Goal » Extract all records. Keep each one exact.

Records
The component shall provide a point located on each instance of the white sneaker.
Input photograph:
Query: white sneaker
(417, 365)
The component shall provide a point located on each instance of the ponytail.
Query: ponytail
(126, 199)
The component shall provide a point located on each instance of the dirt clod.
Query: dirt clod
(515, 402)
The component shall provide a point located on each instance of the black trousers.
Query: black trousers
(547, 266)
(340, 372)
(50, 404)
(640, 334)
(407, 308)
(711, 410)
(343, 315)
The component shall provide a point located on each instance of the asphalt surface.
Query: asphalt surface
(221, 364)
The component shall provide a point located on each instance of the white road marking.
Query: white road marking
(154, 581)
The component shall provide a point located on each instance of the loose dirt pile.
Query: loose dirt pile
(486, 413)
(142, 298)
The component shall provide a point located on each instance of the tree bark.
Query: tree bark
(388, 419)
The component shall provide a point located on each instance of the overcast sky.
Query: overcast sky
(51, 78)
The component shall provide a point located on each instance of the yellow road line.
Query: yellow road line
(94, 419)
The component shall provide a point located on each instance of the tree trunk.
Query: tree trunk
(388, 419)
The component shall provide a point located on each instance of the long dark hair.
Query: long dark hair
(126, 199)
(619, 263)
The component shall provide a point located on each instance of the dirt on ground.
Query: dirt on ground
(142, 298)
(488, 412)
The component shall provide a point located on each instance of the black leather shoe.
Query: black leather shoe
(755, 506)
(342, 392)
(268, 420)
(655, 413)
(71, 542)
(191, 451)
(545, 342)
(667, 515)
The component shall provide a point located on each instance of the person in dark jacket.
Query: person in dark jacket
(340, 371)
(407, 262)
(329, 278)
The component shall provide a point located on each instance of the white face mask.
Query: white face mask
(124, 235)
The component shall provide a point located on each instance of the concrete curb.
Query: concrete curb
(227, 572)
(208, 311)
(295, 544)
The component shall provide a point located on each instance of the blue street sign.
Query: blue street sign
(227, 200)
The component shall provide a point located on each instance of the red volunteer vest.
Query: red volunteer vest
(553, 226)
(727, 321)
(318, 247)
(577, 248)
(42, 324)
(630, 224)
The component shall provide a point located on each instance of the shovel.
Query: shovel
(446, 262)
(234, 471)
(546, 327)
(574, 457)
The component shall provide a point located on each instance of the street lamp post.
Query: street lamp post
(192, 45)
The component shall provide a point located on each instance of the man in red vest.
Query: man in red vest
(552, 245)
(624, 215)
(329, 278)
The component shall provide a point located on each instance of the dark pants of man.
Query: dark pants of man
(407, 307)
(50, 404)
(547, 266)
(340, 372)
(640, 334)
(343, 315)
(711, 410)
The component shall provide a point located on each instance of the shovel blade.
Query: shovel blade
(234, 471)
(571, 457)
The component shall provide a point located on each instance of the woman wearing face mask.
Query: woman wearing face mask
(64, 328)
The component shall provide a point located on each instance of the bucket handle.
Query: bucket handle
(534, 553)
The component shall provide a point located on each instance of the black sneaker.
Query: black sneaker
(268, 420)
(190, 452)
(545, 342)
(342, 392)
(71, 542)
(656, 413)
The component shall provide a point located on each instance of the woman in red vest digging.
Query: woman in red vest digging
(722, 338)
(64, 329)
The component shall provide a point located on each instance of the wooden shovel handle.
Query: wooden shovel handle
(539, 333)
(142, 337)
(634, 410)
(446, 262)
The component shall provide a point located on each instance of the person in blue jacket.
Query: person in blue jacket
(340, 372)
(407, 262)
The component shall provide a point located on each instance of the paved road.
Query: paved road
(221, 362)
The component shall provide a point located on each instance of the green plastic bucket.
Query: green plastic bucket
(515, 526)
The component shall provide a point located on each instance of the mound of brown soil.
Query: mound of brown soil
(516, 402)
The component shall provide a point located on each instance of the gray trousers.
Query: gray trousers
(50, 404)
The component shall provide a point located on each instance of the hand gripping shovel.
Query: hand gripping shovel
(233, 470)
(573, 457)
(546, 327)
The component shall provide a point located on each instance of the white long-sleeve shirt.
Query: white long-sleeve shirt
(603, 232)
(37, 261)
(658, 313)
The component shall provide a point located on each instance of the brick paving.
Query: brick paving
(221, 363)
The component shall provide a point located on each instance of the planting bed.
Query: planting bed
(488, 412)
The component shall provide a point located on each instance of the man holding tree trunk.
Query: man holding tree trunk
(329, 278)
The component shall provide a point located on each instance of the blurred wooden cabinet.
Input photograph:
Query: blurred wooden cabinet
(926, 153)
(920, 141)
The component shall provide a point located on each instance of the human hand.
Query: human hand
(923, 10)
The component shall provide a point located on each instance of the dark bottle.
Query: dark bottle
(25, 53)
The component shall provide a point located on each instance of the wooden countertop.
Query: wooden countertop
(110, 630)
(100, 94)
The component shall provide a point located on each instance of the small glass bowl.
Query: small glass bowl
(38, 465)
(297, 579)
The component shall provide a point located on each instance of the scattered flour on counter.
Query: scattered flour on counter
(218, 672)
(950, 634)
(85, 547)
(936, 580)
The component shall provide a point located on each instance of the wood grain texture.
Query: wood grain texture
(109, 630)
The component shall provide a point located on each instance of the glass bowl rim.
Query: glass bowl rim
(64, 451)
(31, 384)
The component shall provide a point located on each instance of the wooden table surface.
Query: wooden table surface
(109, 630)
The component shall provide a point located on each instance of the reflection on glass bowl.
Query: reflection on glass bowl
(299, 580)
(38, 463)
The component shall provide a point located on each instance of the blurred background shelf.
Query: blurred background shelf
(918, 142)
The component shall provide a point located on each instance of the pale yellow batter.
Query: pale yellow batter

Answer to this exercise »
The component shall provide a point located on each instance of the white sneaker.
Input photograph:
Query: white sneaker
(417, 365)
The component shall provide a point located on each instance of the ponytail.
Query: ponytail
(126, 199)
The component shall provide a point located on each instance of the dirt clod.
Query: dirt clod
(515, 402)
The component shall provide a point located on each instance of the black trousers.
Query: black trousers
(547, 266)
(340, 372)
(50, 404)
(640, 334)
(407, 308)
(711, 410)
(343, 315)
The component shall provide a point located on each instance of the asphalt surface.
Query: asphalt surface
(221, 364)
The component shall provide a point located on each instance of the white road marking.
Query: white road marking
(154, 581)
The component shall provide a point located on each instance of the loose dirt pile.
Query: loose dirt pile
(486, 413)
(142, 298)
The component shall provide a point located on each instance of the tree bark.
Query: tree bark
(388, 419)
The component shall provide a point located on each instance of the overcast sky.
Query: overcast sky
(51, 78)
The component shall provide a point located on each instance of the yellow road line.
Query: yellow road line
(94, 419)
The component shall provide a point located on each instance of the tree trunk.
Query: tree trunk
(388, 419)
The component shall provide a point located on each instance of the long dark hair.
Query: long dark hair
(126, 199)
(619, 263)
The component shall provide a point located on each instance of the dirt on ground.
Query: dirt on ground
(142, 298)
(488, 412)
The component shall provide a point located on each instance of the black leather shoe.
Query: black leather shoe
(755, 506)
(342, 392)
(268, 420)
(655, 413)
(71, 542)
(191, 451)
(545, 342)
(667, 515)
The component shall provide a point located on each instance of the person in dark jacket.
Query: person in dark jacket
(340, 371)
(407, 262)
(329, 278)
The component shall provide a point located on each instance of the white face mask.
Query: white face mask
(124, 235)
The component shall provide a point located on each instance of the concrete curb.
Query: concrete curb
(227, 572)
(208, 311)
(295, 544)
The component shall provide a point located on each instance of the blue street sign.
Query: blue street sign
(227, 200)
The component shall provide a point located on each instance of the red volunteer vest.
Query: red volunteer vest
(553, 226)
(727, 321)
(318, 247)
(577, 248)
(42, 324)
(630, 224)
The component shall provide a point located on each instance of the shovel.
Query: shovel
(446, 262)
(234, 471)
(546, 327)
(574, 457)
The component shall provide a point located on each instance of the street lamp post.
Query: street lamp post
(192, 45)
The component shall provide a point located on each instance of the man in red vest.
Query: man in red vest
(552, 245)
(624, 215)
(329, 278)
The component shall provide a point located on each instance of the dark pants of man.
Query: dark pants of man
(407, 307)
(50, 404)
(547, 266)
(340, 372)
(640, 334)
(343, 315)
(711, 410)
The component shall provide a point located on each instance of the shovel blade.
Query: shovel blade
(234, 471)
(571, 457)
The component shall provide a point located on each instance of the woman wearing face mask.
Query: woman wearing face mask
(64, 328)
The component shall provide a point located on each instance of the bucket handle.
Query: bucket handle
(534, 553)
The component shall provide a point located on each instance of the black sneaker.
Query: black sneaker
(268, 420)
(190, 452)
(545, 342)
(342, 392)
(71, 542)
(656, 413)
The component shall provide a point located on each instance of the woman in red vest digging.
Query: woman in red vest digging
(722, 338)
(64, 329)
The component shall provide a point located on each instance of the wooden shovel handle.
Query: wooden shovel handle
(539, 333)
(142, 337)
(634, 410)
(446, 262)
The component shall provide a point located on each instance of the person in blue jacket.
Query: person in blue jacket
(340, 372)
(407, 262)
The component shall provide a point located on each instance of the paved road.
Query: paved road
(221, 362)
The component shall provide a point located on each instance of the green plastic bucket.
Query: green plastic bucket
(515, 526)
The component shall provide a point located on each instance of the mound of brown soil.
Query: mound of brown soil
(516, 402)
The component shall provide a point located on each instance of the gray trousers.
Query: gray trousers
(50, 404)
The component shall provide a point located on each instance of the hand gripping shovel.
Query: hand gripping shovel
(233, 470)
(573, 457)
(546, 327)
The component shall provide a point located on each instance of the white long-sleeve shirt.
Query: white long-sleeve shirt
(603, 232)
(37, 261)
(658, 313)
The component shall provide a point located on each instance of the brick paving.
Query: brick paving
(221, 363)
The component shall provide a point located on each instance of the planting bed.
Query: planting bed
(488, 412)
The component shall provide a point located on each instance of the man holding tree trunk.
Query: man holding tree trunk
(329, 278)
The component shall provide a point located on each instance of the blurred wooden cabinet.
Input photograph:
Query: blurred wooden cabinet
(926, 153)
(920, 141)
The component shall provide a point located on each instance of the human hand.
Query: human hand
(923, 10)
The component shall provide a point located on each instance of the dark bottle.
Query: dark bottle
(25, 53)
The component shall provide a point located on each instance of the wooden countertop.
Query: wooden countertop
(110, 630)
(100, 94)
The component shall provide a point located on each instance of the small glass bowl.
Query: small glass bowl
(38, 465)
(297, 579)
The component shall provide a point located on each instance of the scattered flour on counter.
Query: scattered flour on counter
(218, 672)
(950, 634)
(85, 547)
(936, 580)
The component shall provide a point located on each instance of the wood grain texture.
Query: wood grain texture
(109, 630)
The component shall provide a point located on each instance of the glass bowl rim.
Query: glass bowl rim
(64, 451)
(31, 384)
The component shall provide a point located on each instance of the wooden table surface.
Query: wooden table surface
(109, 630)
The component shall provide a point located on each instance of the reflection on glass bowl.
Query: reflection on glass bowl
(299, 580)
(38, 463)
The component shall provide a point located on each instance of the blurred background shelf.
Query: blurred background shelf
(918, 142)
The component shall provide a point located on each instance of the pale yellow batter.
Query: pale yellow batter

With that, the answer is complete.